TEXTE DU DOCUMENT |
========
Publié le par Delphine Neumeister (Institut de l'Elevage), Florence Bedoin (Institut de l'Elevage), Sylvain Dernat (INRAE UMR Territoires), Hubert Dubien (CNAOL)
Climat Démarches de différenciation Bovin lait
Le changement climatique met directement au défi les filières sous IG en modifiant notamment la disponibilité, la qualité et la quantité des ressources alimentaires dans les terroirs. De ce fait, l'accompagnement collectif des filières d'élevage est un enjeu majeur pour mettre en place des transitions durables (Lema et al., 2021 ; Scotti et al., 2023). Cependant, cela soulève des questions complexes sur la mise en œuvre pratique dans les secteurs sous IG (Dernat et al., 2022).

Interview sortie de conférence

Le projet ADAoPT

Le projet ADAoPT cherche à mobiliser l'ensemble du collectif dans les filières fromagères françaises, y compris les transformateurs, les distributeurs et les acteurs du territoire (conseillers, utilisateurs…). Six filières sous IG pilotes ont pour objectif de concevoir et mettre en œuvre leurs propres stratégies collectives pour faire face aux transitions, notamment climatiques.

Les méthodes utilisées pour mobiliser les producteurs varient selon deux critères :

  1. spatial/organisationnel : d'une approche à grande échelle couvrant l'ensemble du territoire de l'IG (AOP Laguiole, AOP Picodon) à un petit groupe de travail local dédié (AOP Camembert de Normandie, AOP Mont d'Or),
  2. thématique/systémique : d'un focus sur les questions technico-économiques (AOP Valençay, AOP Mont d'Or, AOP Laguiole) à une compréhension globale (AOP Picodon, IGP Tomme de Savoie).

Une analyse longitudinale complète a été mise en place pour suivre les territoires pilotes de manière transversale.

A l’image de Slimi et al. (2021), nos résultats mettent en évidence la nécessité de développer de nouvelles méthodes et structures d'appui qui faciliteront la conception et l'action des collectifs sous IG. Ils soulignent également quelques premiers leviers mobilisables pour sensibiliser les collectifs et passer à l’action :

  • L’approche systémique à l’échelle territoriale, qui considère le changement climatique comme un enjeu parmi d’autres, mais une clé d’entrée utile pour élaborer une stratégie globale de filière. Ainsi, la mobilisation du jeu sérieux La Grange (Dernat et al., 2023) a permis à deux territoires pilotes (AOP Picodon, IGP Tomme de Savoie) de raccrocher la réflexion aux autres grands enjeux des IG.
========
(Entrées d'un jeu de données d'annotation)
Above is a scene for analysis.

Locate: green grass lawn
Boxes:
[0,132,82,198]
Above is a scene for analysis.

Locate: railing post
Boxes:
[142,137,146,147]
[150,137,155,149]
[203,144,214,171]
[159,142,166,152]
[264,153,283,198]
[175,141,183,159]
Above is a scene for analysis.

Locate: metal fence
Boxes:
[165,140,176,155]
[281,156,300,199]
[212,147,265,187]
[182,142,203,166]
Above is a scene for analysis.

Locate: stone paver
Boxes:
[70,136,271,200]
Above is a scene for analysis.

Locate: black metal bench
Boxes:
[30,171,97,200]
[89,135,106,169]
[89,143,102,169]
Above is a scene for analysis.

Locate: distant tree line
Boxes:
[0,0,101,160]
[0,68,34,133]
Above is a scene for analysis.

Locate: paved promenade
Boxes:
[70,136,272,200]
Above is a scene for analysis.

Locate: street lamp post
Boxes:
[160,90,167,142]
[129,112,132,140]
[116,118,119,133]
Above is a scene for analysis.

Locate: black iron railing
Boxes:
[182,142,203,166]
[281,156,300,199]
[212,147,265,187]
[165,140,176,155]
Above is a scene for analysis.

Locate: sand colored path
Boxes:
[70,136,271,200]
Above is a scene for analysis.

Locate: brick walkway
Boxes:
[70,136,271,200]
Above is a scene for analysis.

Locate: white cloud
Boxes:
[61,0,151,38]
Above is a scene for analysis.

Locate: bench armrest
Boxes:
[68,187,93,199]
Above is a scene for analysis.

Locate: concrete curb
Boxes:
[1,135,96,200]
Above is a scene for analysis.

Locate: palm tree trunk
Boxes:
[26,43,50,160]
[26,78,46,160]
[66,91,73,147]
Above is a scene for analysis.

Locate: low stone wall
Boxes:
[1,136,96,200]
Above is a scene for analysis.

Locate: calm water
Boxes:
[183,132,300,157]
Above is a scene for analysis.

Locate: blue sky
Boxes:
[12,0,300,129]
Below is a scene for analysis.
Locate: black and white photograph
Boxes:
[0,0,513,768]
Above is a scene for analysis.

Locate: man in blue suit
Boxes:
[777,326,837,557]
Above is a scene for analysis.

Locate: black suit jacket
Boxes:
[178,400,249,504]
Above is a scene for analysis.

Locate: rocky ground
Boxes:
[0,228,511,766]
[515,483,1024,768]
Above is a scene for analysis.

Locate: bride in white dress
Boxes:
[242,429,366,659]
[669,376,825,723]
========
TRAVAIL À FAIRE |
a - Relevez toutes les filières AOP ou IGP nommées dans le texte sur le projet ADAoPT.
b - Recopiez le passage du texte sur le projet ADAoPT qui commence aux mots « Une analyse longitudinale » et s'arrête après « enjeux des IG. ».

CORRIGÉS DÉTAILLÉS |
a -
- AOP Laguiole
- AOP Picodon
- AOP Camembert de Normandie
- AOP Mont d'Or
- AOP Valençay
- IGP Tomme de Savoie

b -
Une analyse longitudinale complète a été mise en place pour suivre les territoires pilotes de manière transversale.

A l’image de Slimi et al. (2021), nos résultats mettent en évidence la nécessité de développer de nouvelles méthodes et structures d'appui qui faciliteront la conception et l'action des collectifs sous IG. Ils soulignent également quelques premiers leviers mobilisables pour sensibiliser les collectifs et passer à l’action :

  • L’approche systémique à l’échelle territoriale, qui considère le changement climatique comme un enjeu parmi d’autres, mais une clé d’entrée utile pour élaborer une stratégie globale de filière. Ainsi, la mobilisation du jeu sérieux La Grange (Dernat et al., 2023) a permis à deux territoires pilotes (AOP Picodon, IGP Tomme de Savoie) de raccrocher la réflexion aux autres grands enjeux des IG.